WRITTEN REQUEST
According to the pull request text below, what is the maximum length allowed for a crate ID?

Production-readiness refactor: drop MinIO, make Crate IDs more robust, add async validation and offline cache#186
Production-readiness refactor: drop MinIO, make Crate IDs more robust, add async validation and offline cache#186alexhambley wants to merge 16 commits into
Conversation
- Replace the import-time Config classes with a validated Settings dataclass built in create_app(). - Fails early with an aggregated error when storage is enabled but the required S3/Celery vars are missing. - Gate storage routes on settings.storage_enabled; Settings injected in tests instead of monkeypatching. - Add app/storage as a "vendor-neutral" abstraction (so, works with MinIO, RustFS, or any other S3 service) - Closes #171, #172
Implement S3Backend using boto3. Supports MinIO SDK features such as pagination. Includes tests Refs #172
Add app/crates/ids.py: validate_crate_id / is_valid_crate_id and an InvalidCrateId exception. IDs are constrained to a safe charset (start alphanumeric, [A-Za-z0-9._-], max 128, no '/' or '..'). Fixes the ".zip in crate ID" fragility. IDs are no longer parsed. Closes #174
Add app/crates/layout.py (separate crate/result key prefixes) and resolver.py. `resolve_crate()` locates a crate by direct stat checks on "canonical keys" instead of prefix-listing. - Distinguishes zip vs directory, - confirms ro-crate-metadata.json for directories, and - reports "AmbiguousCrate" / "CrateNotFound" - Fixes sibling false-match, .zip-in-id, and some missing-metadata gaps. Closes #175
- Add `app/validation/results.py` (`ValidationOutcome` with valid/invalid/error status, detail/error, serialisation) and `runner.py` wrapping rocrate_validator so both entry points always return an outcome; - Replaces the ValidationResult|str / isinstance pattern. Closes #176
- replaces metadata path with `run_metadata_validation()`, which validates inline via the runner and returns a `ValidationOutcome` (200 valid/invalid, 422 unvalidatable). - remove the metadata Celery task and `perform_metadata_validation`, which addresses the result.get() blocking and the return-in-finally bug. closes #169
- Move POST/task/GET onto StorageBackend + resolver + runner with server-side credentials. POST resolves before queueing (400/404/409/503 via app error handlers); - the Celery task (`run_validation_job`) runs fetch->validate->persist->webhook with retries and persists error outcomes; GET reads the results prefix. - Add s3_crate_prefix/s3_results_prefix to Settings. Delete minio_utils and test_minio, remove minio from requirements and recompile the lock. - Covers the store-backed validation flow Closes #177, #178, #179
- Refactor `send_webhook_notification` to retry failures with exponential backoff, add a request timeout, and raise `WebhookDeliveryError` on terminal failure instead of accepting it. - Results are persisted so a delivery failure can be surfaced without losing the result. Closes #180
Rewrite logging_service with a JsonFormatter, a RedactionFilter that masks configured S3 credentials, and a RequestIdFilter closes #177
- Adds endpoints to check if the S3 is reachable and Celery / broker connected; - Returns 503 with a per-check breakdown when a dependency is down. - When storage is disabled both checks report "disabled". Closes #181
- Consolidate packaging and tooling into pyproject.toml and standardise linting and formatting with ruff. - Move metadata and deps into pyproject.toml; compile requirements.txt (runtime) and requirements-dev.txt (runtime + dev: pytest, pytest-mock, moto, ruff) from it via pip-tools; retire requirements.in. - Move pytest config into [tool.pytest.ini_options] and remove pytest.ini. - Add [tool.ruff] config; apply ruff check --fix and ruff format across code. - CI: unit_tests installs requirements-dev.txt; add a lint workflow running ruff check and ruff format --check on PRs to develop. Closes #183, #173
- Replace the MinIO dev container with a vendor-neutral "objectstore" service running rustfs/rustfs. - Update .env/example.env to S3_* app config plus RUSTFS_* container credentials; the app/worker stay vendor-neutral (S3_* only). - Start with `docker compose --profile objectstore up`.

RECORDED INFORMATION
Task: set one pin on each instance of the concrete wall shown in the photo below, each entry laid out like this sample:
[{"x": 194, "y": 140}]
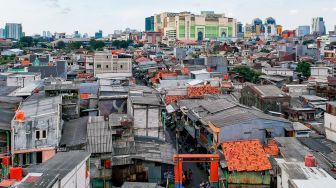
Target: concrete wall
[
  {"x": 330, "y": 126},
  {"x": 278, "y": 72},
  {"x": 146, "y": 120},
  {"x": 25, "y": 132},
  {"x": 76, "y": 178},
  {"x": 22, "y": 80},
  {"x": 254, "y": 129},
  {"x": 319, "y": 71},
  {"x": 108, "y": 63}
]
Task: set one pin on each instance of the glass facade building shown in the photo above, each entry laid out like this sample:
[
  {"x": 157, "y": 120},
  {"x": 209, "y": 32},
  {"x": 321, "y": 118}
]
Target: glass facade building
[
  {"x": 207, "y": 25},
  {"x": 149, "y": 23}
]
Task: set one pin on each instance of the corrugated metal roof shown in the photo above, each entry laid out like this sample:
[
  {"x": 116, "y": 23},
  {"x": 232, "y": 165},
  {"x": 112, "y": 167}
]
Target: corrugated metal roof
[
  {"x": 99, "y": 135},
  {"x": 269, "y": 91},
  {"x": 74, "y": 132},
  {"x": 247, "y": 155}
]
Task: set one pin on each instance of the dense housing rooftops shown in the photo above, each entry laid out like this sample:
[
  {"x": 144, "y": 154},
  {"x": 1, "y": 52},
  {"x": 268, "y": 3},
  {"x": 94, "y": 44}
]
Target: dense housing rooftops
[{"x": 246, "y": 155}]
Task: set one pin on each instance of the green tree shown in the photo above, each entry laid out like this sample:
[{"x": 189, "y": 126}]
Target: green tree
[
  {"x": 60, "y": 44},
  {"x": 247, "y": 73},
  {"x": 303, "y": 68}
]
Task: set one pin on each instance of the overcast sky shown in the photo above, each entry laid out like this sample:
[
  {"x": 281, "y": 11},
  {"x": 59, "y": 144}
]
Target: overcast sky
[{"x": 88, "y": 16}]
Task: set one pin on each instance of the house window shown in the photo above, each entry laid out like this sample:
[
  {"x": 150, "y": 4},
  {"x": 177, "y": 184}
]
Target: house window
[{"x": 41, "y": 134}]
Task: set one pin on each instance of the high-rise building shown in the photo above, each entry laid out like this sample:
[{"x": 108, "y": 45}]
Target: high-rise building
[
  {"x": 303, "y": 30},
  {"x": 76, "y": 34},
  {"x": 279, "y": 29},
  {"x": 85, "y": 35},
  {"x": 149, "y": 24},
  {"x": 13, "y": 31},
  {"x": 188, "y": 26},
  {"x": 240, "y": 32},
  {"x": 318, "y": 26},
  {"x": 270, "y": 26},
  {"x": 44, "y": 34},
  {"x": 99, "y": 34},
  {"x": 257, "y": 26},
  {"x": 2, "y": 33}
]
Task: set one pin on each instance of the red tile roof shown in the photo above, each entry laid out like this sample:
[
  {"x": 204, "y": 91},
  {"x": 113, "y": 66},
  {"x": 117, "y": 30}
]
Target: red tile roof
[{"x": 245, "y": 155}]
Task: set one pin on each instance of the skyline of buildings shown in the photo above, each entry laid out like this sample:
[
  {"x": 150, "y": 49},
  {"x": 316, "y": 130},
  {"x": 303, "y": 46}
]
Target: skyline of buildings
[
  {"x": 318, "y": 26},
  {"x": 188, "y": 26},
  {"x": 175, "y": 25}
]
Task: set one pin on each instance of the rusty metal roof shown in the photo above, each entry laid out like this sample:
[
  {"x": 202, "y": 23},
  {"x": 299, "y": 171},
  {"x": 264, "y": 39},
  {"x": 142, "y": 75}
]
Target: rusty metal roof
[{"x": 245, "y": 155}]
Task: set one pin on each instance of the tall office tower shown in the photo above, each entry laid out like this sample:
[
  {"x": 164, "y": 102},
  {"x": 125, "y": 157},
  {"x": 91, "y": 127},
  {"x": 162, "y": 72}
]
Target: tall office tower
[
  {"x": 99, "y": 34},
  {"x": 239, "y": 29},
  {"x": 2, "y": 33},
  {"x": 270, "y": 26},
  {"x": 44, "y": 34},
  {"x": 13, "y": 31},
  {"x": 149, "y": 23},
  {"x": 318, "y": 26},
  {"x": 188, "y": 26}
]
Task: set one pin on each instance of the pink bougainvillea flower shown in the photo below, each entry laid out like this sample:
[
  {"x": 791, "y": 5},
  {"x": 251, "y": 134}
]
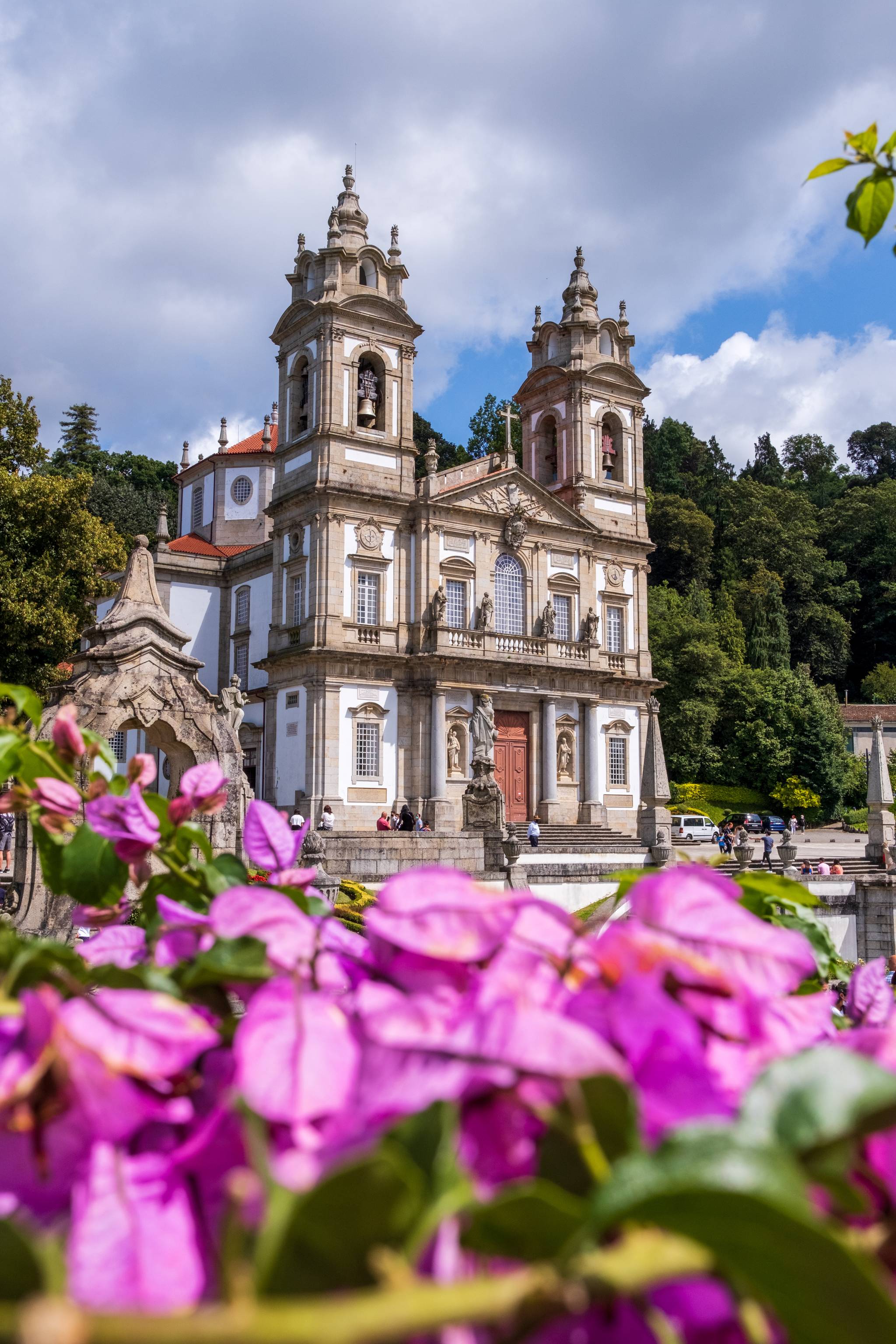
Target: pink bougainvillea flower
[
  {"x": 120, "y": 945},
  {"x": 289, "y": 934},
  {"x": 56, "y": 796},
  {"x": 442, "y": 914},
  {"x": 296, "y": 1054},
  {"x": 870, "y": 999},
  {"x": 137, "y": 1031},
  {"x": 66, "y": 734},
  {"x": 133, "y": 1244},
  {"x": 269, "y": 839},
  {"x": 141, "y": 769},
  {"x": 698, "y": 909},
  {"x": 127, "y": 822}
]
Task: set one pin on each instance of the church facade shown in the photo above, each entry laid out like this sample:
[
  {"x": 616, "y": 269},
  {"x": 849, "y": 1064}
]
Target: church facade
[{"x": 366, "y": 607}]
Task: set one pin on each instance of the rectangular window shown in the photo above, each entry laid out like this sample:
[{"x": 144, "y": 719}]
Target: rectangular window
[
  {"x": 299, "y": 598},
  {"x": 614, "y": 630},
  {"x": 456, "y": 604},
  {"x": 618, "y": 761},
  {"x": 367, "y": 752},
  {"x": 368, "y": 600},
  {"x": 564, "y": 617}
]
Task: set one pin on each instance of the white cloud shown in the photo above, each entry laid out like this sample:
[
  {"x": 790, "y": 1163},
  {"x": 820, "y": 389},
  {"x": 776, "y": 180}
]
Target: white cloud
[{"x": 778, "y": 382}]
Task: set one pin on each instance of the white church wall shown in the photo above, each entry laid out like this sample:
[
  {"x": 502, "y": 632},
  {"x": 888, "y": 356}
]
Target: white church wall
[
  {"x": 289, "y": 748},
  {"x": 195, "y": 608}
]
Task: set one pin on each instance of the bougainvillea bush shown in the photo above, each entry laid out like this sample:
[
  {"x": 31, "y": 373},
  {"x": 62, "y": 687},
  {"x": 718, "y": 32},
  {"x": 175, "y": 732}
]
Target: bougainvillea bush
[{"x": 226, "y": 1115}]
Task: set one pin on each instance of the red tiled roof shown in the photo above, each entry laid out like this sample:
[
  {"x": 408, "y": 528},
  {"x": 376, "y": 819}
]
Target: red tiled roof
[
  {"x": 192, "y": 545},
  {"x": 254, "y": 443},
  {"x": 863, "y": 713}
]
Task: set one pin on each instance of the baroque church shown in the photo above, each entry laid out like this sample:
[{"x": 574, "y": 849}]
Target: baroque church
[{"x": 364, "y": 608}]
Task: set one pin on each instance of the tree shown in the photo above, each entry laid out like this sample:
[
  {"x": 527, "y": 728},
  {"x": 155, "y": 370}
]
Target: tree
[
  {"x": 53, "y": 553},
  {"x": 874, "y": 451},
  {"x": 19, "y": 428},
  {"x": 488, "y": 429},
  {"x": 683, "y": 537},
  {"x": 879, "y": 687},
  {"x": 766, "y": 466}
]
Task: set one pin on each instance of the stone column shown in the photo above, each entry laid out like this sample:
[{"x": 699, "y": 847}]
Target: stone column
[
  {"x": 550, "y": 808},
  {"x": 441, "y": 814},
  {"x": 592, "y": 811}
]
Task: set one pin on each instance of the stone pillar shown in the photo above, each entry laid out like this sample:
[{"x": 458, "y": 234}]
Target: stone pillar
[
  {"x": 550, "y": 807},
  {"x": 592, "y": 811},
  {"x": 440, "y": 812},
  {"x": 882, "y": 824}
]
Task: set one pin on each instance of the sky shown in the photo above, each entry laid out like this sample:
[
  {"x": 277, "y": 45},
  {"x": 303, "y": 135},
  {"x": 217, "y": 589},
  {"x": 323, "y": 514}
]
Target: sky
[{"x": 158, "y": 162}]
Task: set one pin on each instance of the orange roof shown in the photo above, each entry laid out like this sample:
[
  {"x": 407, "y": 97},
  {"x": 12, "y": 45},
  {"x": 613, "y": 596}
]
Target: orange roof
[
  {"x": 192, "y": 545},
  {"x": 254, "y": 443}
]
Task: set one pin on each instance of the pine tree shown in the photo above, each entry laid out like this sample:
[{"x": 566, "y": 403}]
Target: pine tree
[{"x": 80, "y": 445}]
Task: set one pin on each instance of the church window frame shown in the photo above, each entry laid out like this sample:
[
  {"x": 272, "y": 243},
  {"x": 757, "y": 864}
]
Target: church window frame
[{"x": 510, "y": 596}]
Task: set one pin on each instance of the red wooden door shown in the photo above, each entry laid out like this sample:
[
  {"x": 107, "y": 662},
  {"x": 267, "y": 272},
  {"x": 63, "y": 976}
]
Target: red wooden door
[{"x": 512, "y": 763}]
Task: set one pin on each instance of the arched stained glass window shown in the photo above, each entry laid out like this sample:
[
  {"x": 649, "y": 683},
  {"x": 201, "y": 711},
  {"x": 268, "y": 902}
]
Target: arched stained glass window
[{"x": 508, "y": 596}]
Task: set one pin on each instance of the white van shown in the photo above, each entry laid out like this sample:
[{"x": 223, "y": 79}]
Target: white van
[{"x": 693, "y": 827}]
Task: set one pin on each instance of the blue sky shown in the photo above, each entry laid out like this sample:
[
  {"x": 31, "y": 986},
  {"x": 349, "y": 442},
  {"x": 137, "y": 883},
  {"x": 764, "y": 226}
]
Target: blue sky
[{"x": 159, "y": 161}]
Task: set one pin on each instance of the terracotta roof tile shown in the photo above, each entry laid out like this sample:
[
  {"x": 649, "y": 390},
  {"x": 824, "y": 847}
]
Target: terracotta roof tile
[
  {"x": 254, "y": 443},
  {"x": 863, "y": 713},
  {"x": 192, "y": 545}
]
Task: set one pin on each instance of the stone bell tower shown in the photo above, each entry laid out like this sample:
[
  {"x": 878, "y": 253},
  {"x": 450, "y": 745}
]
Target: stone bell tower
[
  {"x": 346, "y": 355},
  {"x": 582, "y": 406}
]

WRITTEN ANSWER
The maximum is 128.